Point-per-instance localization data:
———
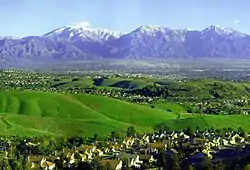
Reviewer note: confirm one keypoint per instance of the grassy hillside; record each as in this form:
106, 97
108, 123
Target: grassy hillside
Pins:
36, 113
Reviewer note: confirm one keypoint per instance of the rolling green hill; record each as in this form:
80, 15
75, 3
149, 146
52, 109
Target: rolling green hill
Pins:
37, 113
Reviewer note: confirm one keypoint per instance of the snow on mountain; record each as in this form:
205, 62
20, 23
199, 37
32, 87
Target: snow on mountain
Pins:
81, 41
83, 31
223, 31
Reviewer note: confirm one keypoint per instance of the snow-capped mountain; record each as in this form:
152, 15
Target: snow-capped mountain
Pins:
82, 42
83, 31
———
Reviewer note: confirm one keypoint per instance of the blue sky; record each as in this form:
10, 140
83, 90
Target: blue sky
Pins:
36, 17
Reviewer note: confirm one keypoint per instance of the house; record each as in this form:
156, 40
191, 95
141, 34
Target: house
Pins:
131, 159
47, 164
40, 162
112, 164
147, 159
———
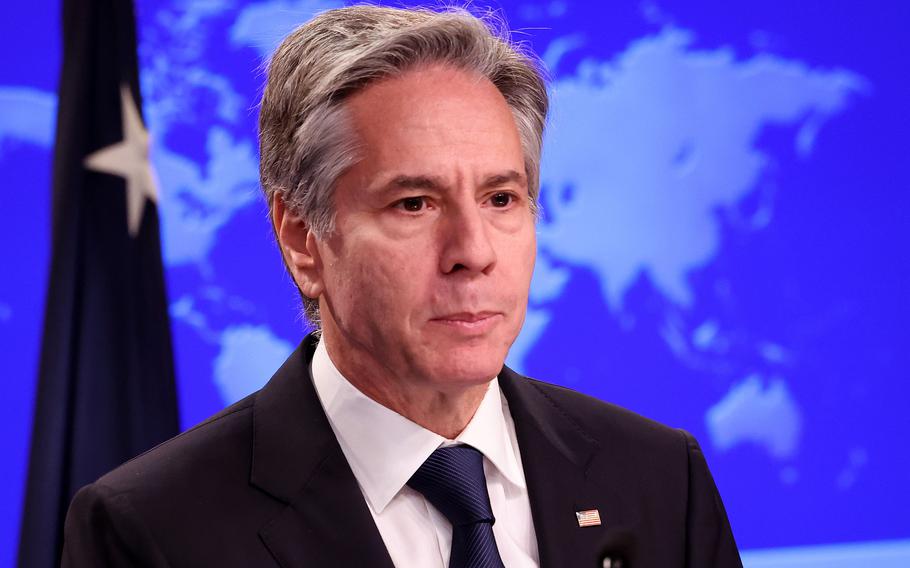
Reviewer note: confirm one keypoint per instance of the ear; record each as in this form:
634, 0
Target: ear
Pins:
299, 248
———
● TASK OBJECTIVE
Say how many lines in the data above contain the string "form", and give no other output.

● OUTPUT FOR THIS TASK
7